━━ INPUT ROWS

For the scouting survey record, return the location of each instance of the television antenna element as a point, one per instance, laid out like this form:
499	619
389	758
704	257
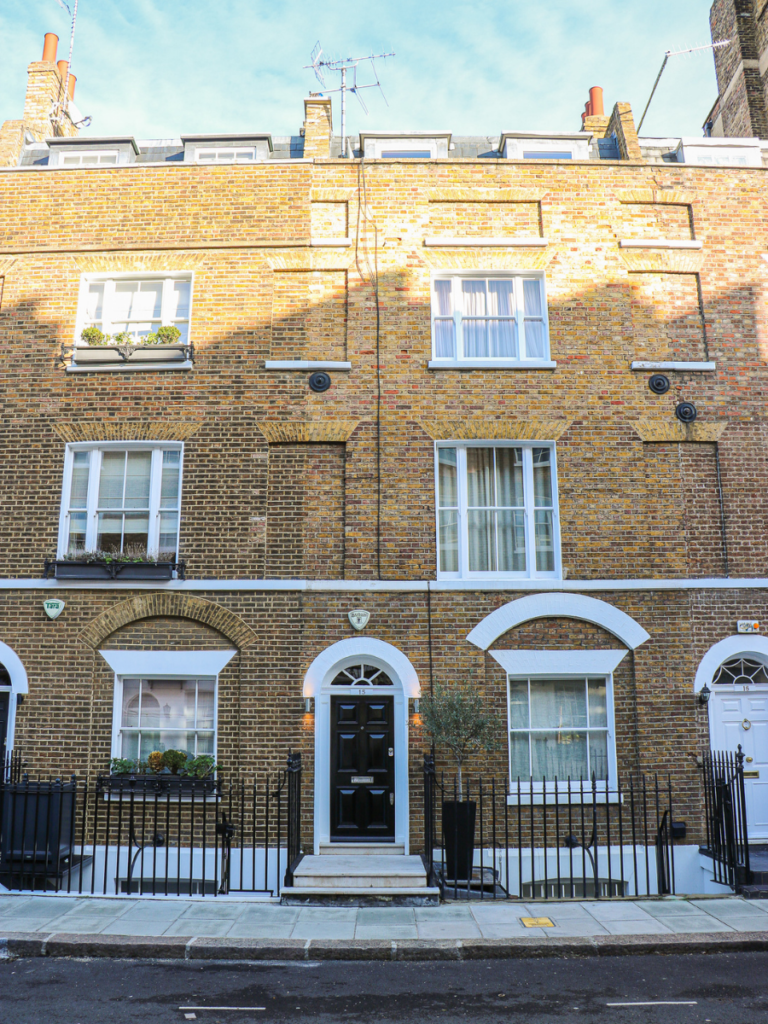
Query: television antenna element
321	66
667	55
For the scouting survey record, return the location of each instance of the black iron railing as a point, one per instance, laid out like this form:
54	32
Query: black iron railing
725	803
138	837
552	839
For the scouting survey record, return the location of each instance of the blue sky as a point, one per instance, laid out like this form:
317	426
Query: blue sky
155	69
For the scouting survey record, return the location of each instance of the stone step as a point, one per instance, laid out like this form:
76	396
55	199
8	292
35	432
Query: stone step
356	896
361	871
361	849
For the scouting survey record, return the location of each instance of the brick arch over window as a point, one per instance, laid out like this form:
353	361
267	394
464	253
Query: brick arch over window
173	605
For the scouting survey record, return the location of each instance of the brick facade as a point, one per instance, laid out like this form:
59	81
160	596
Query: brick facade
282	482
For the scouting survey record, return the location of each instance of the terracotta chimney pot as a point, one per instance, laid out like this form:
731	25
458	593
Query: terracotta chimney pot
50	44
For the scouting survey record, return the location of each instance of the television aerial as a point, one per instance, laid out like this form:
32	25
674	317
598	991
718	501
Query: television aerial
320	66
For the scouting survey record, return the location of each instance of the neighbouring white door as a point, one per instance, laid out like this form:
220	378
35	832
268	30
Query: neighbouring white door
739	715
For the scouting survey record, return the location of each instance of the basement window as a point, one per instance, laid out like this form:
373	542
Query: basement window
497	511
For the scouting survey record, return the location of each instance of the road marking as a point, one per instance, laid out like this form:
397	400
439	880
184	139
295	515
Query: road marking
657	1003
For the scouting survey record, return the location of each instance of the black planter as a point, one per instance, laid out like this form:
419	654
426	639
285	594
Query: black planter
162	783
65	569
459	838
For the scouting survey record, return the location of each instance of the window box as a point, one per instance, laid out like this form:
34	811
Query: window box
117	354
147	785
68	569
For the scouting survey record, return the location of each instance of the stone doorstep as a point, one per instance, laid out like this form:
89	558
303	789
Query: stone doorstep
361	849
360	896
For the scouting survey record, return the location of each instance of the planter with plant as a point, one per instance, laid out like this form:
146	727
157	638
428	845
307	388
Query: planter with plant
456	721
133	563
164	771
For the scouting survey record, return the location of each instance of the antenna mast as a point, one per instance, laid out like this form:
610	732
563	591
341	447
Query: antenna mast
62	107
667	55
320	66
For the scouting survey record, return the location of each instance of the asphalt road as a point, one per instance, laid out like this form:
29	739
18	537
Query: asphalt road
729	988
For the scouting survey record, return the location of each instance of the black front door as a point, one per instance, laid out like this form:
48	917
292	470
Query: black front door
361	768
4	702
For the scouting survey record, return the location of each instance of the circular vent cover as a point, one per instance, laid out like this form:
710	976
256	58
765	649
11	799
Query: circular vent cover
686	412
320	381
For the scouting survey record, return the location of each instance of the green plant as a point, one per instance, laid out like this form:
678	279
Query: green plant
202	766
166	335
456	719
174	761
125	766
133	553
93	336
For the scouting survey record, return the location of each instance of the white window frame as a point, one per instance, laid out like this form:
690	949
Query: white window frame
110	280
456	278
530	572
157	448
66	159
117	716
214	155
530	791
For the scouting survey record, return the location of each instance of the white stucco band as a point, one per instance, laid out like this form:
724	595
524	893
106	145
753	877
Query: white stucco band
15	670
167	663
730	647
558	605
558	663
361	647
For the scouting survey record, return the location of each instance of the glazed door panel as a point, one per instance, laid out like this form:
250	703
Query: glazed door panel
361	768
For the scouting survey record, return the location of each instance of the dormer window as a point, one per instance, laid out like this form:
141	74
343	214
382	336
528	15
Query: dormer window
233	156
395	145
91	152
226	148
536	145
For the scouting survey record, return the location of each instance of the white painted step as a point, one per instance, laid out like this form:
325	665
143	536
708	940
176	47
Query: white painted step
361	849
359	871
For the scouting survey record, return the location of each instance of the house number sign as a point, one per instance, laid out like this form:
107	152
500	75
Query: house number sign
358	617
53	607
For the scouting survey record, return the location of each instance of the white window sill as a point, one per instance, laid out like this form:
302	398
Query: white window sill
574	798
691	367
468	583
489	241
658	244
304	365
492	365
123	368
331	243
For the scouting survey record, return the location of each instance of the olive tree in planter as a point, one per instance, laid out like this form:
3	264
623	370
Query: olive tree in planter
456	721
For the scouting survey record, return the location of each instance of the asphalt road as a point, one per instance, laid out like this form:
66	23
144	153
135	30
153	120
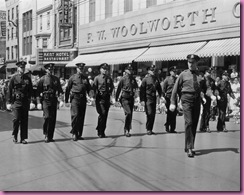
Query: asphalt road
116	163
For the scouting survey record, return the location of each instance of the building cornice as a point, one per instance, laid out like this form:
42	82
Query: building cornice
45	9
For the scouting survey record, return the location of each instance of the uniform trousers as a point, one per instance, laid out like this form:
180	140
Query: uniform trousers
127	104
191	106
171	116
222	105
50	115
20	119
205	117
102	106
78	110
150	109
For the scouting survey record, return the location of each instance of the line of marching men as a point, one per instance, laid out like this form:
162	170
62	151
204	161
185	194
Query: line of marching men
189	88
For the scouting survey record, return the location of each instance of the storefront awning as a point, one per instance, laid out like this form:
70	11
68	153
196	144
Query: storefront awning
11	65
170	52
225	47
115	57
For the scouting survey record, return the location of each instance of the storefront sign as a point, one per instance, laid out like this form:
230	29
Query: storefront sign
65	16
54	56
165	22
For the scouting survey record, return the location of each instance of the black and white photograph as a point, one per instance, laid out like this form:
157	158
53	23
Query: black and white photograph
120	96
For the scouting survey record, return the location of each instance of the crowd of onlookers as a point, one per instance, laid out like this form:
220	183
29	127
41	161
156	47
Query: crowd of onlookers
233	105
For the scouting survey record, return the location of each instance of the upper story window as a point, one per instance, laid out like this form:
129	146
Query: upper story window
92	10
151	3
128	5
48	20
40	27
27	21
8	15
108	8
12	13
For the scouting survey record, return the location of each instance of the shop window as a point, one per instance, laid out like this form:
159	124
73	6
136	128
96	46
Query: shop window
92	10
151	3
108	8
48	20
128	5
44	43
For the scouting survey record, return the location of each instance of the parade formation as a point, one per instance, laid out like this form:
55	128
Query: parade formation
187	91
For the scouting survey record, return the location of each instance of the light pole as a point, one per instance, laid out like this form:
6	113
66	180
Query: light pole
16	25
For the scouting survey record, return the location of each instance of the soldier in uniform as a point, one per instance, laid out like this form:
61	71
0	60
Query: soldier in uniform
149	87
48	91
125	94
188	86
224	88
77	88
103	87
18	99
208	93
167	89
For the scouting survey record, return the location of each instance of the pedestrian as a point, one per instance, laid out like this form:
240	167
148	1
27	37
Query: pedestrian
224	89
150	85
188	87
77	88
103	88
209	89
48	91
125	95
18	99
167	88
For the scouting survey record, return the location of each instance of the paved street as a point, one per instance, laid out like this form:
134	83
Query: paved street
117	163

━━━━

THE REQUEST ▸
Would you set down the listing exactly, omitting pictures?

PROBLEM SOLUTION ▸
For the scouting survey record, return the location of each instance of the television antenna element as a point, one per instance, laid out like this form:
499	619
389	758
704	257
Query: television antenna element
321	66
667	55
For the scouting survey record, return the location of each instance of the black iron railing as a point, one per instance, laid out like this form:
54	32
Query: black iron railing
725	803
138	837
552	839
For the scouting survey record, return the location of each instance of the blue sky as a point, one per instance, laid out like this form:
317	426
Query: blue sky
155	69
For the scouting survey record, return the location of each instance of the stone step as a point, one per instance, laid out like this form:
76	396
55	199
8	292
35	432
Query: stone step
356	896
361	871
361	849
For the scouting survey record, return the location of each instance of the brick arch over window as a point, one per instance, laid out like this form:
353	361
267	394
464	253
Query: brick arch over window
173	605
For the scouting survey record, return the location of each instance of the brick facade as a point, one per instance, laid out like this form:
59	81
160	596
Query: brick facade
282	482
For the scouting survey record, return the location of each instance of the terracotta chimney pot as a point, one per instance, laid out like this form:
731	25
458	593
Query: terracotta chimney pot
50	44
For the scouting survey record, return the location of each instance of the television aerial as a point, one per instance, laid out like this form:
32	25
674	317
598	991
718	501
Query: television aerial
320	66
For the scouting survey record, return the location of each instance of the neighbouring white door as a point, one per instance, laid out like this form:
220	378
35	832
268	30
Query: neighbouring white door
739	715
For the scouting survey record, return the location of each instance of the basement window as a point, one per instance, laid out like this form:
373	542
Query: basement window
497	511
For the scouting survey record, return the location of each instance of the road marking as a point, one per instance, laid out like this form:
397	400
439	880
184	139
295	515
Query: road marking
657	1003
For the scouting survey record, return the location of each instance of the black planter as a point, one per instance, laid out like this form:
419	654
426	639
285	594
Query: black planter
162	783
65	569
459	838
For the scouting survey record, return the location of each instance of the window box as a point, one per instance, laid out like this form:
34	811
Query: window box
117	354
147	785
68	569
For the scouting survey record, return the location of each instance of the stone doorstep as a point, one per instance, laid out like this form:
89	558
303	789
Query: stone doorstep
361	849
360	896
For the scouting survey record, return the location of each instance of the planter with plant as a point, one per instance, laid out like this form:
146	727
157	638
428	845
307	388
Query: planter with plant
456	721
133	563
164	771
For the scouting survey record, return the location of each instance of the antenna mast as a point, one per instance, laid out like this form:
610	732
563	591
341	447
Query: antenna mast
62	107
667	55
320	66
For the scouting survey record, return the location of each instance of the asphalt road as a point, one per instance, laid out like this form:
29	739
18	537
Query: asphalt road
729	988
For the scouting survey record, return the location of each instance of the black front door as a point, one per instance, laid out like this form:
48	917
292	470
Query: black front door
361	768
4	702
For the scouting survey record, return the location of each instance of the circular vent cover as a point, one per instance, laid out like this form:
710	976
256	58
765	649
11	799
Query: circular vent cover
686	412
320	381
For the scouting survey record, return the location of each instance of the green plant as a point, one per instance, laid out like this form:
678	279
Query: green plant
202	766
166	335
456	719
174	761
125	766
133	553
93	336
For the scouting survey record, return the location of each instance of the white window frame as a point, one per instance, laid out like this form:
690	949
Query: white window frame
110	280
456	278
530	572
157	448
66	159
117	716
214	155
530	791
For the scouting survey record, return the location of each instance of the white stucco band as a point, one per instance, laid out like this form:
724	595
524	893
106	145
753	877
Query: white stucco band
15	670
167	663
730	647
558	605
558	663
361	647
For the scouting survey record, return the location of each instance of the glazed door panel as a point, one per instance, laid out like this form:
250	703
Query: glazed door panel
361	768
For the scouting survey record, return the location of each instance of the dormer window as a point, one per instance, laid out like this form:
141	74
343	214
382	336
528	15
Query: dormer window
233	156
395	145
91	152
226	148
536	145
For the scouting survey record, return the location of each instance of the white painted step as a point, one per instance, laid out like this form:
325	665
143	536
708	940
176	47
Query: white painted step
361	849
359	871
For the scouting survey record, return the location of each instance of the house number sign as a point, one per instance, laid out like this form:
107	152
500	75
Query: house number sign
358	617
53	607
For the scouting survey record, return the location of each instance of the white window sill as a point, one per instance, laid out like this form:
302	398
Query: white window sill
574	798
691	367
468	583
489	241
658	244
304	365
492	365
123	368
331	243
For the scouting survey record, return the location of each instance of the olive tree in planter as a point, one per instance, laid out like this form:
3	264
623	370
Query: olive tree in planter
456	721
For the scouting survey record, return the location of each instance of the asphalt road as a point, one per instance, laid out like this form:
66	23
144	153
135	30
153	120
Query: asphalt road
116	163
For the scouting survey record, return the location of each instance of the building cornice as a point, one per instance, laid out like this form:
42	82
Query: building cornice
45	9
For the scouting survey record, return the location of each instance of the uniform trousers as a point, one per instance, laid out like this form:
180	140
Query: uniform trousers
127	104
191	106
171	116
222	105
50	115
20	119
205	117
102	106
78	110
150	109
For the scouting survey record, return the location of each instance of the line of marching men as a point, one per instance, laid out like this form:
162	170
62	151
204	161
185	194
Query: line of marching men
189	88
For the scouting survey record, return the location of each instance of the storefront awning as a point, one per instance, laid out like this form:
70	11
68	153
196	144
Query: storefront awning
11	65
170	52
225	47
115	57
For the scouting survey record, return the location of each instance of the storefront sign as a point, one per instance, laid out like this form:
230	29
Query: storefront sign
65	16
54	56
165	22
For the scouting survey record, return the location of each instance of the black and white photograph as a point, one per instance, laid out like this form:
157	158
53	23
Query: black and white photograph
120	96
For the scouting survey record, return the location of each instance of the crowd of onlookers as a point, one per instance, laid out like this form:
220	183
29	127
41	161
156	47
Query: crowd of onlookers
233	105
For the scouting survey record, return the location of each instance of the upper story window as a point, one per instance, laid out like this form:
129	146
Query: upper story window
92	10
151	3
128	5
48	20
40	27
27	21
8	15
108	8
12	13
For the scouting survey record, return the location of each instance of the shop window as a point, one per instance, laid out like this form:
159	124
73	6
136	128
96	46
Query: shop window
92	10
151	3
108	8
48	20
128	5
44	43
For the scouting survey record, return the location of each instance of the parade formation as a point, one per instance, laid out like this form:
55	128
Query: parade formation
187	91
For the scouting survey record, return the location of each instance of the light pole as a point, one per instance, laid out like this form:
6	113
66	180
Query: light pole
16	25
For the scouting survey record, return the location of each instance of the soldier in uniform as a point, one per instance, laid out like this form:
61	71
0	60
Query: soldier in uniform
149	87
48	91
125	94
188	86
224	88
77	88
103	87
18	99
208	93
167	89
For the scouting survey record, return the location of each instance of the pedestrian as a point, one per instance, laid out like this form:
240	167
148	1
27	37
Query: pedestrian
224	89
150	85
188	87
77	88
103	88
209	89
48	91
125	95
18	99
167	88
For the scouting survey record, return the location of each instance of the paved street as a point, one per instance, laid out like this form:
134	83
Query: paved street
117	163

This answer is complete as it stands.